*Text to read*.

Open mbox file in Thunderbird

Unfortunately, there seems to be no straightforward way to ask Thunderbird to open or import an Mbox mail file directly.

Say you have an mbox file, and would like to view it in Thunderbird. For this example, we will view the file in a "temp-mbox" folder under Thunderbird's "Local Folders". The convoluted way which seems to work goes like this:

  • In Thunderbird, under Local Folders, create the new "temp-mbox" folder.
  • Exit Thunderbird.
  • Find your "Local Folders" directory in your profile. It may be something like "~/.thunderbird/random-string.default/Mail/Local Folders/". In there, you will find a temp-mbox and a temp-mbox.msf file.
  • Overwrite temp-mbox with your mbox file,
  • and delete the temp-mbox.msf index file.

*Recorded information*.
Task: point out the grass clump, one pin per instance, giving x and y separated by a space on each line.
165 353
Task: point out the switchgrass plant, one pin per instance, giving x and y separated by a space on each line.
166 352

*Set tasks*.
1/ Answer these from the Thunderbird mbox instructions, one line each:
(a) What name is given to the folder used in the example?
(b) What should you do in Thunderbird right after creating that folder?
(c) Which file should be deleted after the overwrite?
2/ Output the part of the Thunderbird mbox instructions between "Unfortunately, there seems" and "temp-mbox.msf index file.", inclusive.
3/ Pick up the instructions for opening an mbox file in Thunderbird after their last line, and continue them.

*The responses*.
1/
(a) "temp-mbox"
(b) Exit Thunderbird.
(c) The temp-mbox.msf index file.

2/
Unfortunately, there seems to be no straightforward way to ask Thunderbird to open or import an Mbox mail file directly.

Say you have an mbox file, and would like to view it in Thunderbird. For this example, we will view the file in a "temp-mbox" folder under Thunderbird's "Local Folders". The convoluted way which seems to work goes like this:

  • In Thunderbird, under Local Folders, create the new "temp-mbox" folder.
  • Exit Thunderbird.
  • Find your "Local Folders" directory in your profile. It may be something like "~/.thunderbird/random-string.default/Mail/Local Folders/". In there, you will find a temp-mbox and a temp-mbox.msf file.
  • Overwrite temp-mbox with your mbox file,
  • and delete the temp-mbox.msf index file.

3/
  • Re-open Thunderbird
I needed to do this, because of another limitation of Thunderbird: it's poor search capabilities. Since the mails I wanted to group are on my own IMAP server, I did the search there, and put all the mails into a single file. What I wanted is all the last year's emails received from or sent to somedomain. The following got me a suitable mbox file:
mbox=somedomain-2009.mbox; search=@somedomain; \
find ~/Maildir/cur ~/Maildir/.Sent/cur -mtime -365 | \
while read f ; do \
if egrep "^(From|To|Cc):.*$search" "$f"; then \
  echo "From - " >>$mbox; \
  cat "$f" >>$mbox; \
fi; \
done
To achieve this using the TB search, I would have needed to:
  • Search Inbox without subfolders for "From contains @somedomain" or "To contains @somedomain" or "Cc contains @somedomain". This also searches previous years, and takes quite a while on my IMAP folder.
  • Save the search
  • Search Sent for "To contains @somedomain" or "Cc contains @somedomain".
  • Save the search
  • Create a folder for results
  • Open the first saved search folders, sort by date, and copy the 2009 mails to the new results folder
  • Repeat with the second saved search.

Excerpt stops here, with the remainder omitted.